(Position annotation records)
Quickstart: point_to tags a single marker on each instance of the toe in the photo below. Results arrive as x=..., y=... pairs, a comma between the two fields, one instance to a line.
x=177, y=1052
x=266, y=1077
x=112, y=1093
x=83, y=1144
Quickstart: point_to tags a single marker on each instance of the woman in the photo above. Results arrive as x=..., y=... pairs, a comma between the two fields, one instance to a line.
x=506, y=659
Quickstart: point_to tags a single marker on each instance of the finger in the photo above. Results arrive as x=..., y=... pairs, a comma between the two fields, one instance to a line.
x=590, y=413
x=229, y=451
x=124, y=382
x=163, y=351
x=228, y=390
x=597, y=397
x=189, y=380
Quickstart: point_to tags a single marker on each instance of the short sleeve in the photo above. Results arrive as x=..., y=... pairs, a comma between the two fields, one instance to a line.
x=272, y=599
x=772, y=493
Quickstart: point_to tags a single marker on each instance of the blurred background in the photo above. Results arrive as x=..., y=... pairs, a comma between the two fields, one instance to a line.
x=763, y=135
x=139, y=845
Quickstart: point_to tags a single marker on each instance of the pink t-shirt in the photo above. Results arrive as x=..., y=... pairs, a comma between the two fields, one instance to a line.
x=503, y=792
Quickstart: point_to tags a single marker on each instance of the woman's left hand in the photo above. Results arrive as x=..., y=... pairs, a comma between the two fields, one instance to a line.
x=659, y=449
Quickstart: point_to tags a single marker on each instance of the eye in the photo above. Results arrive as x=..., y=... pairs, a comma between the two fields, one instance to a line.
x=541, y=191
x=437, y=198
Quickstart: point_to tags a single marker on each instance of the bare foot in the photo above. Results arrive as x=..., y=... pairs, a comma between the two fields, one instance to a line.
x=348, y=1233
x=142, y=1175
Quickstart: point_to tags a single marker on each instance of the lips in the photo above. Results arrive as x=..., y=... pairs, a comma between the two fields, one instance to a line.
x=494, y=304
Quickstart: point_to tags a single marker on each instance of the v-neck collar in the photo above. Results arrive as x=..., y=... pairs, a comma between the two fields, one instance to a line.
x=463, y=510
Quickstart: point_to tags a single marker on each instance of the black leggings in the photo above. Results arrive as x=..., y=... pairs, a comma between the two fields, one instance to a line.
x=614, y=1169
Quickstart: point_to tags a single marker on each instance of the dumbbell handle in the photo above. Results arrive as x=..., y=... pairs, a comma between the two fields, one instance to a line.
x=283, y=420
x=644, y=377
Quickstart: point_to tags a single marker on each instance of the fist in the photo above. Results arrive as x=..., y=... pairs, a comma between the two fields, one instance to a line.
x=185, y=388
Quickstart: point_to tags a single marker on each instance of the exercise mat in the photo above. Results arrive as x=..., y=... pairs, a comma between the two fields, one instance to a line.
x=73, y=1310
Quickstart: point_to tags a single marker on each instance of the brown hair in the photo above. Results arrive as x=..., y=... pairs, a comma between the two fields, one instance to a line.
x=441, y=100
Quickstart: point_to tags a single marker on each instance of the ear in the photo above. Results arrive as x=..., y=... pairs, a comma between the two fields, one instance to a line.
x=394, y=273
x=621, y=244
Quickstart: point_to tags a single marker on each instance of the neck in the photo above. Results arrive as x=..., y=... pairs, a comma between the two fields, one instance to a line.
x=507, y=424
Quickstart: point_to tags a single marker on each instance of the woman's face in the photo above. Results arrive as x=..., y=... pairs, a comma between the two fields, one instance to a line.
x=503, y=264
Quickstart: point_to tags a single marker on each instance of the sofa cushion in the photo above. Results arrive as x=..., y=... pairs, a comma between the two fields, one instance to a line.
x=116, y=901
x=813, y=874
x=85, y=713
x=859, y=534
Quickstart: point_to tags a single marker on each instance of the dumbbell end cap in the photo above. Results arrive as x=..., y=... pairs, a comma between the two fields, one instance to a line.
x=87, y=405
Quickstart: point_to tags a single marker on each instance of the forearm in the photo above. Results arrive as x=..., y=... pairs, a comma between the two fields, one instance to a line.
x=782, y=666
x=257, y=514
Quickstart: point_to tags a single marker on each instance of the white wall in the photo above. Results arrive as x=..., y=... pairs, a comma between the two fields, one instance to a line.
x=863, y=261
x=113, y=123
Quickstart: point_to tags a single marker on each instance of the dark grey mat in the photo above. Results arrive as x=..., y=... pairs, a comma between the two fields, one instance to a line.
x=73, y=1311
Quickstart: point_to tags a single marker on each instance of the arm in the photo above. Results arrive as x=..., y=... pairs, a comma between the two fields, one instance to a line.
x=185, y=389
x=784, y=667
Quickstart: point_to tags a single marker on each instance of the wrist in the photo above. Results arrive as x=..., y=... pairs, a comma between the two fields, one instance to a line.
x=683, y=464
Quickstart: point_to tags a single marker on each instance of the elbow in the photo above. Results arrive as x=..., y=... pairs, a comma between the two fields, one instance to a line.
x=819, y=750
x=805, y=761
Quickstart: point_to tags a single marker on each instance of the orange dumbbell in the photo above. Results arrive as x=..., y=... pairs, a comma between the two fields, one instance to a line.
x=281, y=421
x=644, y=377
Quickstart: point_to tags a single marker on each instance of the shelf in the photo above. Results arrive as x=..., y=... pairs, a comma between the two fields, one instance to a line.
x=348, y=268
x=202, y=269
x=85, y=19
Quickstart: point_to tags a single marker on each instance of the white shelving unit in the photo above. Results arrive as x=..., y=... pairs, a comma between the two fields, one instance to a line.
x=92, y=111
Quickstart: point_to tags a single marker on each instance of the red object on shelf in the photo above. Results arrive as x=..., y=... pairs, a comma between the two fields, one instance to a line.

> Stated goal:
Repeat every line word for word, starting with the first line of the records and ending with the line that contains "x=83, y=1144", including that line.

> Result:
Quickstart: point_to tags a single marker on each instance of the toe in the photo below. Results arrive as x=..., y=... pairs, a comma between the two fields, one instance to a line.
x=177, y=1052
x=266, y=1077
x=112, y=1093
x=83, y=1144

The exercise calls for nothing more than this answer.